- [What the task asks] Can you return every entry below word for word, leaving out the pictures?

- [Record extracts]
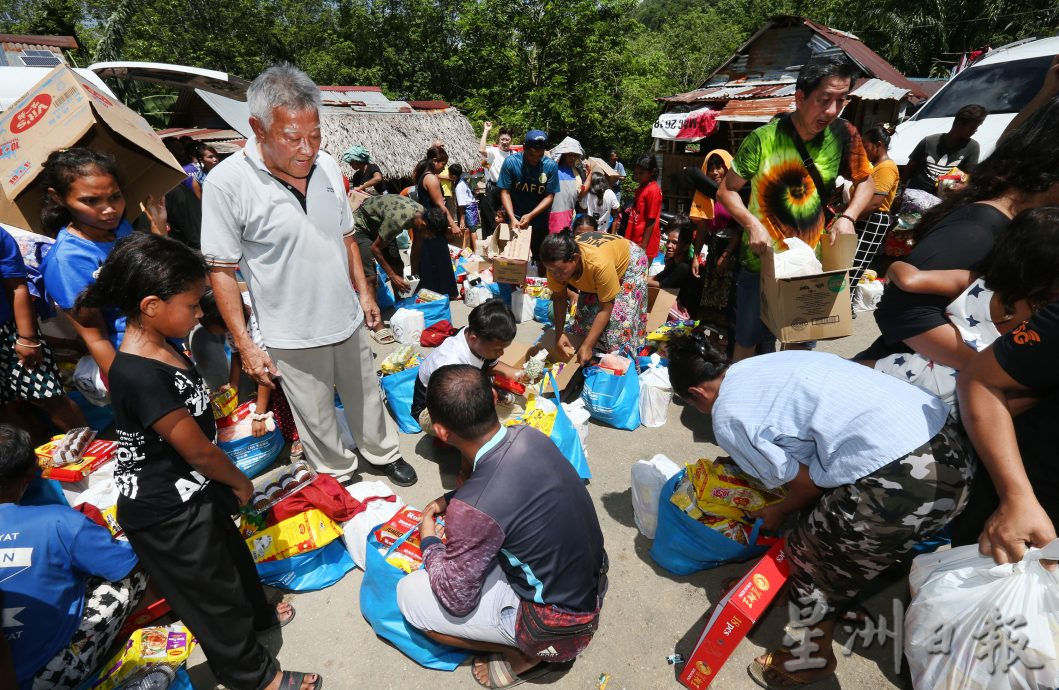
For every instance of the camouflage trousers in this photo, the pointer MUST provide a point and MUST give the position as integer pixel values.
(857, 531)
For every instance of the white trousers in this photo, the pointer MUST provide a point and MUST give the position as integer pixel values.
(310, 377)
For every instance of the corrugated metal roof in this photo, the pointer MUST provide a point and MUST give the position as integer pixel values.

- [Reply]
For every instance of the camouflage trousers in this photo, the pointer MUST provide a point and MUST give the position as integer pixel values.
(857, 531)
For every instance of the white trousers in this photo, the pointer MUST provide a point and MUST give the position as integer pixel values.
(310, 377)
For every instance of the corrugated metal roof in this photo, the pointer MUST provide a point and MUST give the position as integer pixel values.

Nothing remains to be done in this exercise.